* RECORDS FOR THE EXERCISE:
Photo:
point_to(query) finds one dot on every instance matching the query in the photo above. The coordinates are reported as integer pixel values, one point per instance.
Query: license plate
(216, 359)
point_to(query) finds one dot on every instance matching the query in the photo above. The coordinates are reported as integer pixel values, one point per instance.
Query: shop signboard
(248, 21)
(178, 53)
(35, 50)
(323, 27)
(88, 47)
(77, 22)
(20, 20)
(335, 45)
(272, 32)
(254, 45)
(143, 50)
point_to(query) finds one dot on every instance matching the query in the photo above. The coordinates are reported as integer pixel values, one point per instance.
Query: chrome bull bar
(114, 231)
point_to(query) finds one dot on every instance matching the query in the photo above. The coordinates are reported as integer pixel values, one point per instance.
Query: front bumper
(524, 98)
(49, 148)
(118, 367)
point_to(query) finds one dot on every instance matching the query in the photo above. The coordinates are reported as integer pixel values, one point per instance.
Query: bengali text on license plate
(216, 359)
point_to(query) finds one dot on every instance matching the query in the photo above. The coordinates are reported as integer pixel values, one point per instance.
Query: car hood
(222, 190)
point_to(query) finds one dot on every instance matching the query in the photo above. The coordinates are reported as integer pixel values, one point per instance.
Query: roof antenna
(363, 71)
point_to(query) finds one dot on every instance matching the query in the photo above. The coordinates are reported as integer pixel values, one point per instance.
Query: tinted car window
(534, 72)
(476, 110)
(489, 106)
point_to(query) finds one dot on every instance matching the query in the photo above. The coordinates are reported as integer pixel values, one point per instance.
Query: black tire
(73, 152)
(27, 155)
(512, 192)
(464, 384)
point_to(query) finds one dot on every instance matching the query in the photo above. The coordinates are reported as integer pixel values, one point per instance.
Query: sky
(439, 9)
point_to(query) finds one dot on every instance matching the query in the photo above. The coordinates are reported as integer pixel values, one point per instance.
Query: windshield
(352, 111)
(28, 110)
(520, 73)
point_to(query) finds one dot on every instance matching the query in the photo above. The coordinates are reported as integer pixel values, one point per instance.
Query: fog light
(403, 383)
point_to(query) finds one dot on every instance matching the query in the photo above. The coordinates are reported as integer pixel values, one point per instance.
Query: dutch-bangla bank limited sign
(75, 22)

* TASK INSTRUCTIONS:
Word for word, repeat the records above.

* FINISHED EXERCISE:
Photo:
point_to(query) finds one dot on every instance matching the query in the photo above. The coordinates are reported as integer pixel values, one point per instance.
Query: license plate
(216, 359)
point_to(query) finds one dot on every instance matching the query in the photo above. The coordinates are reported as integer pixel values, one point per instance.
Query: shop signboard
(248, 21)
(178, 53)
(35, 50)
(323, 27)
(88, 47)
(77, 22)
(20, 20)
(335, 45)
(272, 32)
(254, 45)
(143, 50)
point_to(query) finds one dot on every instance matching the query in the photo above. The coordinates are reported as integer pixel values, one point per instance.
Query: chrome bull bar
(114, 231)
point_to(query) finds one dot on every instance matching the query in the photo above. The coordinates are reported as integer pixel values, one point per instance.
Query: front bumper
(524, 98)
(49, 148)
(118, 367)
point_to(query) finds one dot on every instance matching the query in the photo above. The coordinates are reported as integer pixel values, one point per instance.
Query: bengali text on license plate
(216, 359)
point_to(query) finds one dot on every instance matching the query in the photo above. The coordinates are reported as integer pixel values, one point per instance.
Query: car hood
(222, 190)
point_to(query) finds one dot on every instance matching the query in the photo above. The coordinates are reported as integer pixel values, one point per instance.
Query: roof antenna
(363, 71)
point_to(query) finds one dot on every instance matching the query in the photo above. The coordinates are reported as integer pixel values, one point per instance.
Query: tinted car window
(534, 72)
(476, 110)
(489, 106)
point_to(query) finds one dot on every instance matching the query in the photo above. The coordinates are reported as integer pixel values, one point per instance.
Query: black tire
(73, 152)
(27, 155)
(512, 192)
(464, 384)
point_to(query) finds one dot on every instance matching the query in the photo above. The coordinates are reported as integer pixel values, one point per instance.
Query: sky
(439, 9)
point_to(query) finds one dot on every instance matching the query in the photo above. The coordinates are reported as integer pixel values, one point per instance.
Query: windshield
(352, 111)
(28, 110)
(520, 73)
point_to(query) finds one dot on every instance matching the query in the photo above. The coordinates are reported as integer pixel values, one point per instance.
Query: fog light
(403, 383)
point_to(query) finds one dot on every instance matching the query in the photo above. The coordinates are reported as integer pixel values, one point per instance.
Query: dutch-bangla bank limited sign
(75, 22)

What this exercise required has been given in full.